> [Teks Bacaan]
>>

Bagi karyawan hotel K, bersyukur sekali. Bahkan 3 bulan pertama masa pandemi dimana tidak ada tamu sama sekali, sang pemilik menutup semua pengeluaran gaji, menjalankan terus roda usaha dengan berbagai terobosan dan cara, dan masih bertahan sampai sekarang.

Tapi apa kabar dengan karyawan hotel A, R, dan Z...? Keseluruhan mereka menjadi korban. Yang masih bekerja statusnya underpaid seperti hotel R yang pemasukannya ada pun tetap akan di-claim kurang selama pemilik belum mendapatkan jatah untuk bermewah-mewah. Atau karyawan hotel Z yang mendadak tidak punya pekerjaan, tidak punya gaji, dan tidak dapat pesangon apapun.

Sungguh! Pengusaha-pengusaha ini menunjukkan keasliannya, hanya mau untung, tidak punya kemampuan berempati. Tidak mau menyisihkan sebagian dari keuntungan sebelum masa pandemi. Hanya mau tahu mengakali karyawan, memaksa mereka menerima berapapun yang diberikan, apapun kondisinya, karena merasa punya kuasa di tengah pandemi sebagai pengusaha yang masih menjalankan usahanya.

Banyak usaha yang ditutup dan "merumahkan" karyawannya, tidak dipecat, tidak digaji, tidak diberi pesangon. Perusahaan berhenti beroperasi, karyawan harus mengerti dan menerima perlakuan melawan undang-undang terkait hal ini. Lalu apa gunanya Undang Undang Cipta Kerja...? Apa gunanya pengaturan hak dan kewajiban Pengusaha dan Karyawan. Semua hanya indah diatas kertas.

Pengusaha seharusnya menjaga martabat diri sendiri dengan tidak mengabaikan hak karyawan, tidak mengakali karyawan, tidak menempatkan karyawan di posisi terpaksa dan hanya bisa menerima.

Peraturan ada untuk diikuti, bukan untuk dilanggar dengan seenak perut, melukai perut karyawan dan keluarganya yang membuat pengusaha bisa menikmati segala kemewahan selama ini. Terlebih di Bali, sebagai pendatang yang berusaha di Bali, mengeruk keuntungan dari tanah Bali, apakah pantas mengorbankan karyawan dan menghajar mereka sebagai rasa terima kasih dari Pengusaha pada Bali...?

Pengusaha harus sadar bahwa berusaha punya 2 kemungkinan: untung dan rugi. Jangan hanya mau tahu untung, "Sing Nyak Rugi". Mau hidup seperti dewa kecil, datang dihormati, lalu mengembalikan jerih payah karyawan dengan cara meludahi karyawannya sendiri.

<<

> [Kumpulan Data]
>>

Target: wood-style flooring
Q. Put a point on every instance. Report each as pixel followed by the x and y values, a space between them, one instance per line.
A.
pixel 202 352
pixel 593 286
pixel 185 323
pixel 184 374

<<

> [Latihan]
1 – Sebutkan semua hotel yang disebut namanya dalam teks tentang nasib karyawan hotel selama pandemi.
2 – Teruskan teks tentang nasib karyawan hotel selama pandemi, mulai setelah kalimat terakhirnya.
Data di atas tidak diperlukan untuk mengerjakan apa pun di sini.

> [Jawaban Berurutan]
1 – Hotel K, hotel A, hotel R, dan hotel Z.

2 –
Disnaker seharusnya berperan aktif berkomunikasi dan memeriksa, mengontrol serta mengeluarkan teguran pada pengusaha-pengusaha yang merampok karyawannya dan menginjak-injak karyawannya; berkoordinasi dengan Disperindag, mengendalikan situasi, cabut izin operasional, segel bila perlu.

Pengusaha, jika mau berusaha, maka berusahalah dengan bermartabat, dengan otak dan hati nurani. Jika tidak mampu silahkan berhenti berusaha, tapi bayar apa yang menjadi hak karyawan. Hentikan perampokan terhadap karyawan, sebelum doa mereka dijawab oleh Yang Maha Kuasa. Tanah Bali, tempat Karma beraksi.

Disnaker jangan jadi tukang minta-minta yang hanya duduk diam terima gaji, tapi harus sadar bahwa sekarang Disnaker punya kesempatan menunjukkan bakti pada negeri, pada karyawan yang juga pembayar pajak yang setiap bulan menjadi pemasukan negara untuk membayar gaji ASN.

Apa yang dilakukan? Datangi, periksa, hitung berapa yang dirampok dari karyawan, perintahkan agar semua dibayarkan, bertindak. Jangan mentang-mentang ASN tidak kena potongan gaji lalu Disnaker seolah buta dan tuli membiarkan perampokan terjadi. Jangan hanya diam menunggu panggilan, salah-salah yang datang panggilan dari Tuhan.

Ditulis dalam kemuakan akan keserakahan para Pengusaha yang hanya mau menikmati keuntungan dari tanah Bali, tanpa mau peduli, tanpa hati nurani.*

*) Roger Paulus Silalahi adalah penulis pemula yang berprofesi sebagai Kriminolog dan Independent Safety & Security Consultant. Ia juga Aktif sebagai Konsultan Keamanan Publik dan Bidang Kajian Center of Terrorism and Radicalism Studies - Perguruan Tinggi Ilmu Kepolisian, Badan Pengurus Harian Aliansi UI Toleran (AUTO), serta beberapa organisasi yang terkait dengan media dan Kepolisian Negara Republik Indonesia.